= Position annotation records =
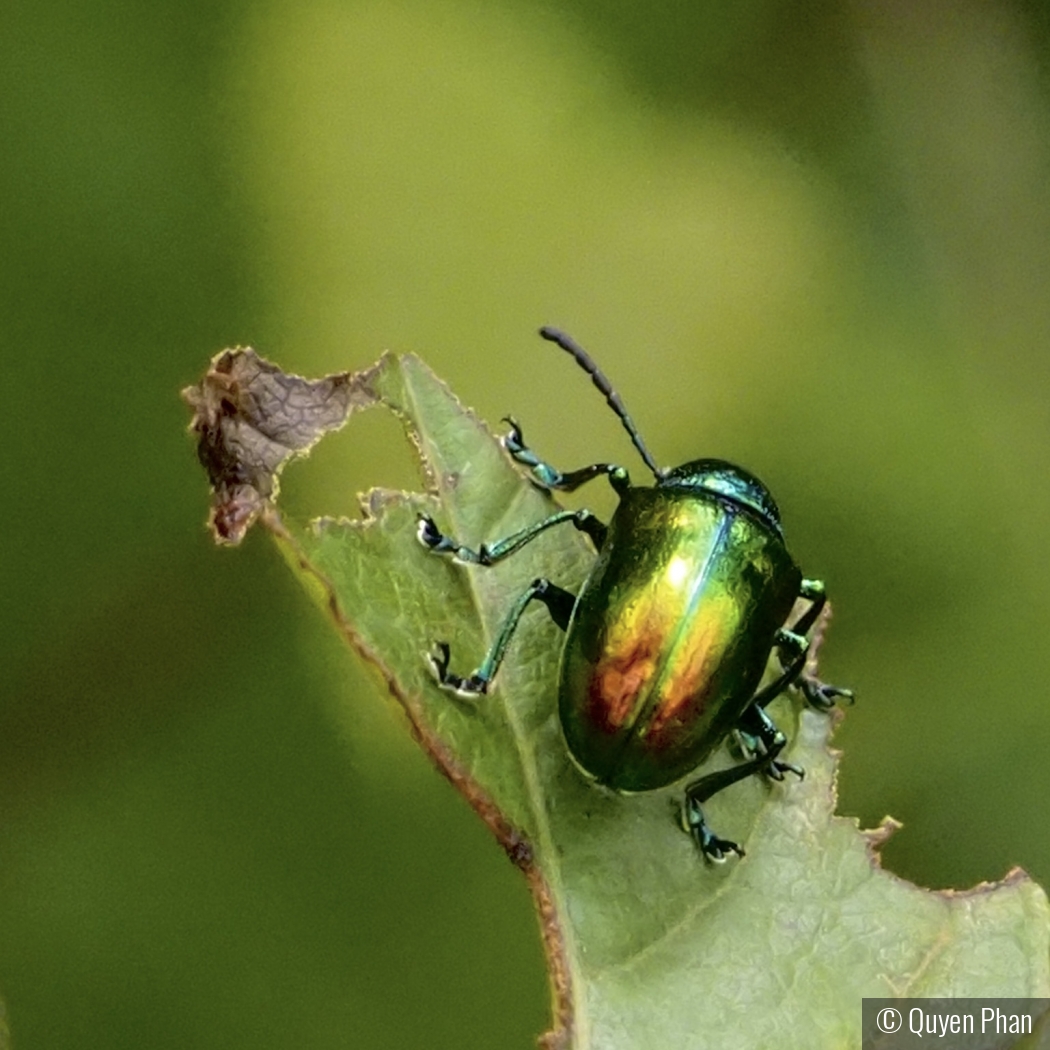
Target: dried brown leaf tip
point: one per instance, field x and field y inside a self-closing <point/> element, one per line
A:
<point x="250" y="419"/>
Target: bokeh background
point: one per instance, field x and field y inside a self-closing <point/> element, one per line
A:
<point x="812" y="238"/>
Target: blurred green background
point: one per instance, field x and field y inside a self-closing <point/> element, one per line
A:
<point x="811" y="238"/>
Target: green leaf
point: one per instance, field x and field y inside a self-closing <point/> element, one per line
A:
<point x="648" y="945"/>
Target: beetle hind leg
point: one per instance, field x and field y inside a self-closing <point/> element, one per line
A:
<point x="698" y="792"/>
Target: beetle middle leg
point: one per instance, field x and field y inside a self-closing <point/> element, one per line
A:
<point x="435" y="541"/>
<point x="559" y="603"/>
<point x="792" y="643"/>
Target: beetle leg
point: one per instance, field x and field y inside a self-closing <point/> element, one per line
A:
<point x="432" y="538"/>
<point x="559" y="603"/>
<point x="699" y="791"/>
<point x="761" y="736"/>
<point x="547" y="477"/>
<point x="818" y="693"/>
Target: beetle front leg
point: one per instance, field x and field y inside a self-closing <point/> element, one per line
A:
<point x="692" y="815"/>
<point x="548" y="477"/>
<point x="559" y="603"/>
<point x="432" y="538"/>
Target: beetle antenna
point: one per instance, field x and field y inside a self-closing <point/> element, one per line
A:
<point x="599" y="378"/>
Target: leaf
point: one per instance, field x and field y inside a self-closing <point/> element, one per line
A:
<point x="648" y="945"/>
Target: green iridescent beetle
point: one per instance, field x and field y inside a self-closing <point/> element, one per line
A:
<point x="672" y="630"/>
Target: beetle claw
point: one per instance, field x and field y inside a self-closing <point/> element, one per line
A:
<point x="716" y="849"/>
<point x="777" y="770"/>
<point x="513" y="441"/>
<point x="427" y="532"/>
<point x="821" y="695"/>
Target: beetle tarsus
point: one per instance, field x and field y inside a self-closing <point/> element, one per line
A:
<point x="439" y="656"/>
<point x="714" y="848"/>
<point x="821" y="695"/>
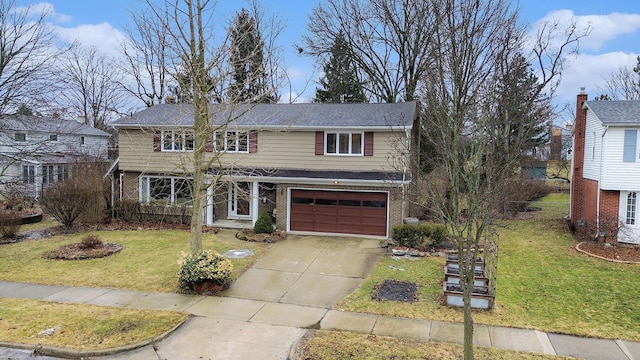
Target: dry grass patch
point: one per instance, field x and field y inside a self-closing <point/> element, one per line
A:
<point x="148" y="261"/>
<point x="543" y="283"/>
<point x="81" y="327"/>
<point x="343" y="345"/>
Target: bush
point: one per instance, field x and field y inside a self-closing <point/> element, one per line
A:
<point x="413" y="236"/>
<point x="91" y="242"/>
<point x="203" y="266"/>
<point x="263" y="224"/>
<point x="9" y="224"/>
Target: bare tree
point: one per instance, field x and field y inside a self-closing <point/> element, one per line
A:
<point x="389" y="41"/>
<point x="90" y="86"/>
<point x="145" y="54"/>
<point x="26" y="53"/>
<point x="467" y="115"/>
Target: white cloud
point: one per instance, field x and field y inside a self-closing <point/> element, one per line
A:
<point x="41" y="8"/>
<point x="604" y="28"/>
<point x="590" y="71"/>
<point x="104" y="37"/>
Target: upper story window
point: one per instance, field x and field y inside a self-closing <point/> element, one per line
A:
<point x="177" y="140"/>
<point x="344" y="143"/>
<point x="632" y="199"/>
<point x="231" y="141"/>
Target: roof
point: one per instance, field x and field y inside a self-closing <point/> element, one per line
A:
<point x="288" y="116"/>
<point x="48" y="125"/>
<point x="619" y="112"/>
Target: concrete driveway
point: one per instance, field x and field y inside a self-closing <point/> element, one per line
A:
<point x="315" y="271"/>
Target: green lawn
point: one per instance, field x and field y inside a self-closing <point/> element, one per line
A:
<point x="81" y="327"/>
<point x="341" y="345"/>
<point x="543" y="283"/>
<point x="148" y="262"/>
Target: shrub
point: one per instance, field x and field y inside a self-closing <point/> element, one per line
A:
<point x="91" y="242"/>
<point x="203" y="266"/>
<point x="413" y="236"/>
<point x="9" y="224"/>
<point x="263" y="224"/>
<point x="407" y="235"/>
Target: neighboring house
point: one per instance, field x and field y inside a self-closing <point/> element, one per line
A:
<point x="606" y="169"/>
<point x="36" y="152"/>
<point x="327" y="168"/>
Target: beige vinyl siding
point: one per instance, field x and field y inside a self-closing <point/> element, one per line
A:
<point x="292" y="149"/>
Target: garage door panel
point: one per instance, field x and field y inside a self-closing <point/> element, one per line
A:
<point x="346" y="212"/>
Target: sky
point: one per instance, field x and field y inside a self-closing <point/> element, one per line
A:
<point x="614" y="40"/>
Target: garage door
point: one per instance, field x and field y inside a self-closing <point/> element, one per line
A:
<point x="363" y="213"/>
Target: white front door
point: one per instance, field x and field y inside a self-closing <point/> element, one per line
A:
<point x="240" y="200"/>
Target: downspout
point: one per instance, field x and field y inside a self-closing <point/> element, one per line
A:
<point x="600" y="176"/>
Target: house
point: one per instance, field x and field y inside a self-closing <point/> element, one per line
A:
<point x="320" y="168"/>
<point x="606" y="169"/>
<point x="36" y="152"/>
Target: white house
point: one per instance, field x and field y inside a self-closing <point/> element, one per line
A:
<point x="37" y="151"/>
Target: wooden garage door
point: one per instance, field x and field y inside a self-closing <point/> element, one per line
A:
<point x="363" y="213"/>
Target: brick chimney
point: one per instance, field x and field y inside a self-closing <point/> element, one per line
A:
<point x="577" y="181"/>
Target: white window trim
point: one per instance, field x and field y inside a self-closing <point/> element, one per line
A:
<point x="144" y="189"/>
<point x="182" y="135"/>
<point x="221" y="141"/>
<point x="350" y="150"/>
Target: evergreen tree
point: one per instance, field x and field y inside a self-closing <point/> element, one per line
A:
<point x="340" y="82"/>
<point x="247" y="59"/>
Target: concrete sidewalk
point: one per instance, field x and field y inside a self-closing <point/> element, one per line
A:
<point x="245" y="328"/>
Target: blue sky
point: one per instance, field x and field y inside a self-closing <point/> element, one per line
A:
<point x="614" y="40"/>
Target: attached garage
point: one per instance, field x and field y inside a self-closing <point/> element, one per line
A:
<point x="344" y="212"/>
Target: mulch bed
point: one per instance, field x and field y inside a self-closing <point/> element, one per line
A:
<point x="615" y="252"/>
<point x="395" y="290"/>
<point x="76" y="251"/>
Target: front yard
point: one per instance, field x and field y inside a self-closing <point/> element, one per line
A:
<point x="148" y="262"/>
<point x="543" y="283"/>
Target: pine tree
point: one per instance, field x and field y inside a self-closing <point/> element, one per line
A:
<point x="340" y="83"/>
<point x="247" y="59"/>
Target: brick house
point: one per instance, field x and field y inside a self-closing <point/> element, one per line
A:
<point x="316" y="168"/>
<point x="606" y="169"/>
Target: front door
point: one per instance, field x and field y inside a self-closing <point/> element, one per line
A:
<point x="240" y="200"/>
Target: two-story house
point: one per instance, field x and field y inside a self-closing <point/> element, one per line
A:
<point x="328" y="168"/>
<point x="36" y="152"/>
<point x="606" y="169"/>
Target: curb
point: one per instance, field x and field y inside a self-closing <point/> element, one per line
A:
<point x="78" y="354"/>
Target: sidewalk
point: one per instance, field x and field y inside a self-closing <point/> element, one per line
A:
<point x="279" y="326"/>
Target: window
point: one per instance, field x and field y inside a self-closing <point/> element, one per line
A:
<point x="630" y="146"/>
<point x="177" y="140"/>
<point x="231" y="141"/>
<point x="28" y="174"/>
<point x="630" y="218"/>
<point x="344" y="143"/>
<point x="48" y="175"/>
<point x="172" y="190"/>
<point x="63" y="172"/>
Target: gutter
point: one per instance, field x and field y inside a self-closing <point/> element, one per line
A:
<point x="600" y="180"/>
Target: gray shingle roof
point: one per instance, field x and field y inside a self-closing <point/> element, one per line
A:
<point x="289" y="116"/>
<point x="47" y="125"/>
<point x="621" y="112"/>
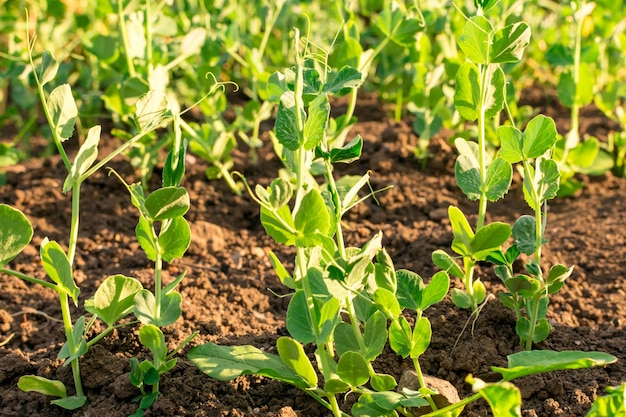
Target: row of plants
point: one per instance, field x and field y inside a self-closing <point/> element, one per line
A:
<point x="407" y="52"/>
<point x="347" y="303"/>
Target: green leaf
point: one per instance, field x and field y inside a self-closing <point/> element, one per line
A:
<point x="79" y="348"/>
<point x="346" y="77"/>
<point x="15" y="233"/>
<point x="312" y="217"/>
<point x="545" y="181"/>
<point x="375" y="335"/>
<point x="410" y="288"/>
<point x="171" y="309"/>
<point x="152" y="110"/>
<point x="353" y="368"/>
<point x="58" y="268"/>
<point x="436" y="290"/>
<point x="511" y="144"/>
<point x="420" y="340"/>
<point x="174" y="167"/>
<point x="400" y="337"/>
<point x="70" y="403"/>
<point x="348" y="153"/>
<point x="63" y="111"/>
<point x="167" y="203"/>
<point x="498" y="181"/>
<point x="298" y="320"/>
<point x="489" y="238"/>
<point x="460" y="298"/>
<point x="145" y="237"/>
<point x="226" y="363"/>
<point x="279" y="224"/>
<point x="447" y="263"/>
<point x="287" y="131"/>
<point x="292" y="354"/>
<point x="315" y="125"/>
<point x="537" y="361"/>
<point x="467" y="91"/>
<point x="462" y="231"/>
<point x="539" y="136"/>
<point x="47" y="70"/>
<point x="114" y="298"/>
<point x="525" y="234"/>
<point x="85" y="157"/>
<point x="33" y="383"/>
<point x="396" y="26"/>
<point x="609" y="405"/>
<point x="152" y="337"/>
<point x="345" y="339"/>
<point x="509" y="43"/>
<point x="504" y="398"/>
<point x="475" y="40"/>
<point x="175" y="239"/>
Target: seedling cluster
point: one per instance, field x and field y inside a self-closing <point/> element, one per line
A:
<point x="458" y="70"/>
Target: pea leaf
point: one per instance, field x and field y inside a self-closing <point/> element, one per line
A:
<point x="312" y="217"/>
<point x="498" y="181"/>
<point x="114" y="298"/>
<point x="292" y="354"/>
<point x="15" y="233"/>
<point x="315" y="125"/>
<point x="467" y="91"/>
<point x="167" y="203"/>
<point x="152" y="110"/>
<point x="475" y="40"/>
<point x="174" y="239"/>
<point x="286" y="127"/>
<point x="63" y="111"/>
<point x="462" y="231"/>
<point x="47" y="70"/>
<point x="447" y="263"/>
<point x="509" y="43"/>
<point x="346" y="77"/>
<point x="353" y="368"/>
<point x="33" y="383"/>
<point x="58" y="268"/>
<point x="226" y="363"/>
<point x="298" y="320"/>
<point x="152" y="338"/>
<point x="85" y="157"/>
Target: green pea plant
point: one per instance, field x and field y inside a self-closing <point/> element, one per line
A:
<point x="164" y="235"/>
<point x="528" y="294"/>
<point x="578" y="65"/>
<point x="347" y="303"/>
<point x="114" y="298"/>
<point x="479" y="96"/>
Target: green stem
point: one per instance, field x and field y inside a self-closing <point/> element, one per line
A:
<point x="69" y="335"/>
<point x="482" y="151"/>
<point x="148" y="33"/>
<point x="71" y="252"/>
<point x="28" y="278"/>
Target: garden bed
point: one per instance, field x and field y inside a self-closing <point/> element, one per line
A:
<point x="229" y="293"/>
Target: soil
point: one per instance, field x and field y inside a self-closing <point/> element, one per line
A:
<point x="229" y="293"/>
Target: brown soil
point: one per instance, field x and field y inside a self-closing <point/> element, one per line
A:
<point x="228" y="293"/>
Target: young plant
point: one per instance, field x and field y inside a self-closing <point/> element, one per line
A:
<point x="480" y="96"/>
<point x="164" y="235"/>
<point x="528" y="294"/>
<point x="113" y="299"/>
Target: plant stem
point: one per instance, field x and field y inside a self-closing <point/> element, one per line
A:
<point x="69" y="335"/>
<point x="28" y="278"/>
<point x="71" y="251"/>
<point x="124" y="35"/>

= What to produce =
Set down, word for word, only the lines running from the line with "Target: green stem" to the last line of the listing above. Both of those lines belong in your answer.

= Expected answer =
Target: green stem
point: one per instance, field x and field y inside a self-closing <point/> element, one per line
A:
<point x="69" y="335"/>
<point x="482" y="151"/>
<point x="148" y="33"/>
<point x="71" y="252"/>
<point x="28" y="278"/>
Target: garden bed
point: one per instance, field x and field y inside a self-closing <point/> element, one per line
A:
<point x="229" y="293"/>
Target: soil
point: one per instance, field x and field y inside a self-closing <point/> element, one per line
A:
<point x="229" y="293"/>
Target: brown soil
point: one per instance, field x and field y inside a self-closing <point/> element, one per line
A:
<point x="228" y="293"/>
Target: young plant
point: one per instance, field x and field y inside a self-closing <point/> element, one per line
A:
<point x="480" y="96"/>
<point x="164" y="235"/>
<point x="528" y="294"/>
<point x="113" y="299"/>
Target: plant stem
point: one per instance, field x and field y inside a self-closing <point/> element, one per line
A:
<point x="69" y="335"/>
<point x="28" y="278"/>
<point x="71" y="251"/>
<point x="124" y="35"/>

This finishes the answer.